* [What you should do] Rewrite each of the rows that follow with "drop one dot" swapped for "place one mark" wherever it appears, leaving everything else the same.

[start Dataset extract]

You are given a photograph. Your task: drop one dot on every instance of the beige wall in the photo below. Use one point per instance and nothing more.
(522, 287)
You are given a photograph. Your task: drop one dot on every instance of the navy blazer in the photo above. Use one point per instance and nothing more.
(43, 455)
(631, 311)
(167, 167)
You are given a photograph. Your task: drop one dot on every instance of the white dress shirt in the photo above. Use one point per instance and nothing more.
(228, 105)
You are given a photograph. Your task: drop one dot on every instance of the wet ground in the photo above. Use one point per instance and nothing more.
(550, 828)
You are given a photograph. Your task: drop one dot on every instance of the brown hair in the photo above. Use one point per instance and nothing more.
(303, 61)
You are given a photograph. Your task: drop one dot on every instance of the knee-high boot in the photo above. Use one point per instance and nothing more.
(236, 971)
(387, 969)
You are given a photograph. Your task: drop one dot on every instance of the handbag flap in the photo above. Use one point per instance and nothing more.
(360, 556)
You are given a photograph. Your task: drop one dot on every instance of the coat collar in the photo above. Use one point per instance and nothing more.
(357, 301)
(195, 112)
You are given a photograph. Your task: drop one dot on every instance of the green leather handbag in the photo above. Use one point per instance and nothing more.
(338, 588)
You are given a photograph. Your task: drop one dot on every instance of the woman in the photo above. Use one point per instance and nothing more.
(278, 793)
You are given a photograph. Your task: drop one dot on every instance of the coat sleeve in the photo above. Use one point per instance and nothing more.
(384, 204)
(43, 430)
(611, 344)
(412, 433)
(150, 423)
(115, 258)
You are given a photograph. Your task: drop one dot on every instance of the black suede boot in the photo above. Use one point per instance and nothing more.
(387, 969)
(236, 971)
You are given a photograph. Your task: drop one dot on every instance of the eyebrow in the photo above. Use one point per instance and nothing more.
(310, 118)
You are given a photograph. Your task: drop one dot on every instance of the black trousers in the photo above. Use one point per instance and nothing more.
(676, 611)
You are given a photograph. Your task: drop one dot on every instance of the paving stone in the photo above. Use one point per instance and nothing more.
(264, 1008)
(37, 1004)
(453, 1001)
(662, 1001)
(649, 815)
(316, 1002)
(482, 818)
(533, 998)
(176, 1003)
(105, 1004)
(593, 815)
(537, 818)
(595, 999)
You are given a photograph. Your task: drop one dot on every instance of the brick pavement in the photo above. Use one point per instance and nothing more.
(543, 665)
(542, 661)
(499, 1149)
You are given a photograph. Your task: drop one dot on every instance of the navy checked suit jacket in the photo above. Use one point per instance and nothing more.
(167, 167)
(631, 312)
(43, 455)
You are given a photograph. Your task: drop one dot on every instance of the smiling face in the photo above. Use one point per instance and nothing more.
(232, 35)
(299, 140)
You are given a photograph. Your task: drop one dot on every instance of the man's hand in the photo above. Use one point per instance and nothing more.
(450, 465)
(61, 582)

[end Dataset extract]

* [Complete response]
You are given a photograph. Your task: place one mark on every instance of the beige wall in the photo below. Use one point per instance and nothing more.
(522, 287)
You are given a photograph. Your task: place one mark on every instance of the navy blazer in the photo above. Use one point per instance and nothing more.
(43, 455)
(631, 311)
(167, 167)
You are given a photograph. Your task: place one mark on every instance of the white dress shirt in the photo above. Use one point per instance and nothing more.
(228, 105)
You are given a photograph. Your task: place one mark on every instance of the wet ground in the photo above. Use one point per instance and nothing more.
(550, 828)
You are given a photograph. Your task: place one mark on every instance of the brown hair in the photo above. Use one point per instance and nothing more.
(303, 61)
You are given a photograph. Your task: place one mark on every instance of the knee-high boot in the photo above. Use one point per instance and nothing more.
(236, 971)
(387, 969)
You are given a photograph. Your task: place one mark on every instance of the handbag flap in the photo above. Use one point per instance and nothing more.
(360, 556)
You are given a photograph. Your task: place one mark on every instance of the coat collar in the photo above. Use one point per instance and nothing more.
(357, 301)
(195, 112)
You are given a photograph. Your task: place one mark on every instance of the green leather handbag in the photo above. Use one point per instance and nothing more.
(338, 588)
You are given a photograph. Your task: place one mark on every instance of the woman in the photo above. Use one point per instance and nothing more.
(278, 793)
You are given a photograph. Your task: place one mark on every instance of the coat sleeve in the photo above. Use one point per instance and nothing more.
(384, 204)
(43, 430)
(611, 344)
(412, 433)
(150, 423)
(115, 258)
You are given a photograph. Your task: place one mark on every instance of the black suede boot in the photo above. Use one point per instance and nothing more.
(387, 969)
(236, 971)
You are given a photograph. Your task: place one mark on every instance of the eyebrow in the photo above. Use one point per instance and nothing more.
(310, 118)
You are given a photograph. Your task: place one mark on every instance of the black trousers in the photo above. Use one point per instance and nothing more.
(676, 611)
You are given a photograph. Your task: place one mark on every instance of the paving stone in the photo above. Use one point per instance and nothing more.
(264, 1008)
(37, 1004)
(453, 1001)
(662, 1001)
(649, 815)
(316, 1002)
(482, 818)
(533, 998)
(176, 1003)
(105, 1004)
(593, 815)
(537, 818)
(595, 999)
You are given a photograph. Your task: place one mark on every instance of the brick pavement in the photo above. Use one point per instance and nothing more.
(543, 665)
(542, 661)
(499, 1149)
You are given a photograph. Your task: place one mark on every instance of the navy checked suit jacket in the photo above. Use one point per instance and nothing more.
(167, 167)
(631, 312)
(43, 455)
You are given a photograph. Your task: place one mark on every instance of the smiling face in the photo above. Use one point per instance and nothing more.
(232, 35)
(299, 140)
You are given a photograph. Your task: place one mark on every instance of the man's hand in the photo above. Use one point per instance and nothing more.
(450, 465)
(61, 582)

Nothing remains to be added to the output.